■ Document text

┌──

# Popping wind on leader



## Kim (Aug 5, 2008)

This is to show and explain how to make a popping wind on leader with a short insert (8 - 12 inches average) that is reliable. This leader was made with #60 PP Ace HC and #40 monifilament leader, #30 Line One braid for serving and JB Adhesive System One.

First pic shows two leaders to be inserted into the hollow core portion of the leader. Look closely or enlarge the pic and you can see that each one has two servings about four inches apart on the portion to be inserted. 

Note: The servings must be made with the leader material under tension, at least 50% of line rated strength at the minimum however I recommend 75% for the strongest bond of the serving to the leader material.

Note: The servings on the leader material must be saturated with Zap a Gap or JB Adhesive System One to ensure a secure bond of the serving to the leader material.

Second pic is a close up of the servings.

Third pic shows the hollow core spectra prepared for the double wall with the inner wall opened for inserting the leader.

└──

■ Supplied material
┌──

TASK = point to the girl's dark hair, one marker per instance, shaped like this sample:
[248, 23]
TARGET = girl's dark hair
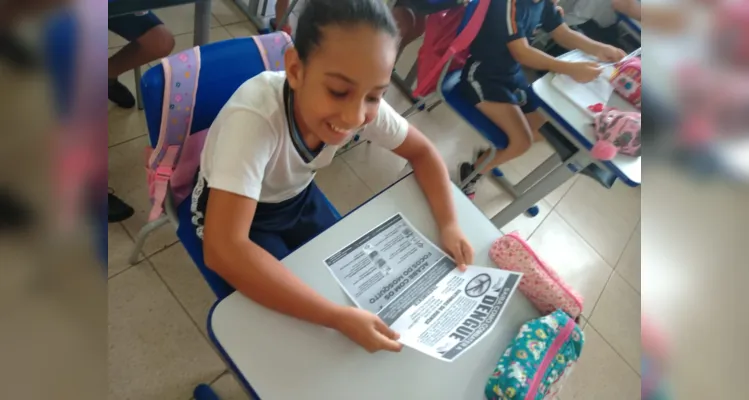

└──

■ Exercise set
1. From the text on the popping wind-on leader above, retype the passage that begins at the words "Note: The servings on" and stops after the words "secure bond of the serving to the leader material.".
2. Translate this sentence from the popping wind-on leader text into French: "Second pic is a close up of the servings."

■ Responses to the tasks
1.
Note: The servings on the leader material must be saturated with Zap a Gap or JB Adhesive System One to ensure a secure bond of the serving to the leader material.

2. La deuxième photo est un gros plan des ligatures.